Task requirements
Reproduce all the records word for word. Omit images.

[Data extracted from a collection]
***
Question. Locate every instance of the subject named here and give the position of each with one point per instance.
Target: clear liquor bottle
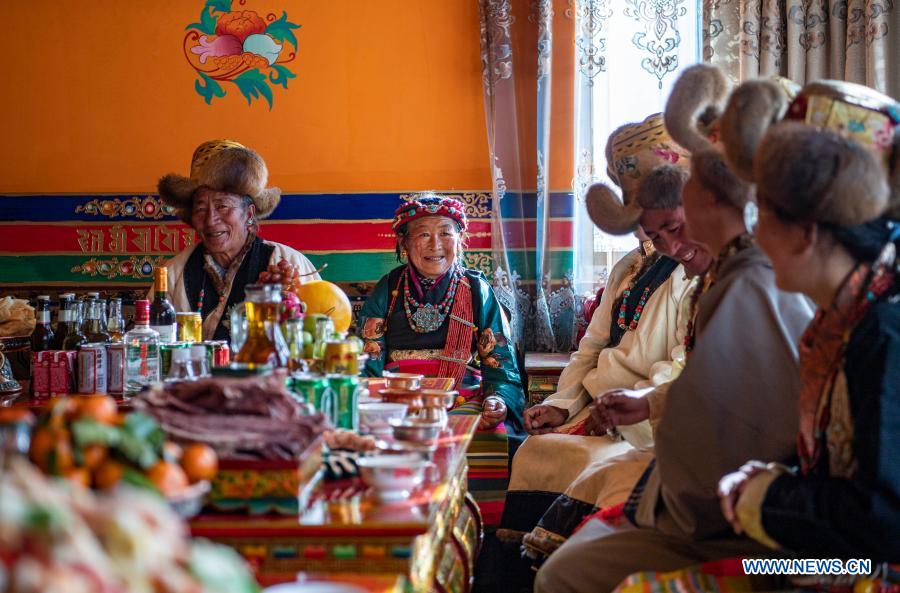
(66, 302)
(93, 327)
(42, 336)
(142, 361)
(115, 324)
(74, 336)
***
Response to this exercise
Question. Locate every instance of the subject named here and give the position of each with one point per instance.
Target: clear liquor bottle
(66, 302)
(93, 327)
(42, 336)
(142, 361)
(115, 324)
(74, 336)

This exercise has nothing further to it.